#### Task instructions:
Lines in which "paved" appears should be pulled from the data below.

○ ○ ○ ○ ○

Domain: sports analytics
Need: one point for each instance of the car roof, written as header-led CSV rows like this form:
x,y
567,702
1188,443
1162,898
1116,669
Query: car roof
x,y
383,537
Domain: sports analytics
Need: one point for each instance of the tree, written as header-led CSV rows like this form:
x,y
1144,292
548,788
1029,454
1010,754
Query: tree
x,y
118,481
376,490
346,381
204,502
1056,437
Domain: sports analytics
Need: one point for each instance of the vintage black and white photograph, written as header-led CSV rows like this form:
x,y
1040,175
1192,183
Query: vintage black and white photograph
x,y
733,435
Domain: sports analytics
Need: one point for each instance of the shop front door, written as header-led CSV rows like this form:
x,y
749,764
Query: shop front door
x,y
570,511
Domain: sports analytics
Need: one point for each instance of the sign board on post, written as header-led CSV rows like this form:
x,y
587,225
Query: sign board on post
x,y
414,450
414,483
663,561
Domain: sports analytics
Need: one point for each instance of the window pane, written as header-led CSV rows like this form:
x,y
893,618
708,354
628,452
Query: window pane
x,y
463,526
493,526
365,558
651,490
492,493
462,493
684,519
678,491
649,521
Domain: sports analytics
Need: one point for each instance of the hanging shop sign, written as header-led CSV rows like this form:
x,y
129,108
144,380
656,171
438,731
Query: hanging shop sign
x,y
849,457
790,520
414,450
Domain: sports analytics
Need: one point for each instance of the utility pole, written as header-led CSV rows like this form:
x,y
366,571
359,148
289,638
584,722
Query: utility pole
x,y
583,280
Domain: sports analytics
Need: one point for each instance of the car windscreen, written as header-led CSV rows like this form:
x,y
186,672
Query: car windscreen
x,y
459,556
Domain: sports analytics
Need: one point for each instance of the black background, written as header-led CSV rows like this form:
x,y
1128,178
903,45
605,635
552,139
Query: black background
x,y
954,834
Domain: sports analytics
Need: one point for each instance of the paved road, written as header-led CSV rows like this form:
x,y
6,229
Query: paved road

○ ○ ○ ○ ○

#### Answer to this problem:
Need: one point for each instance of the paved road, written as header-led CSV rows like this form:
Query: paved road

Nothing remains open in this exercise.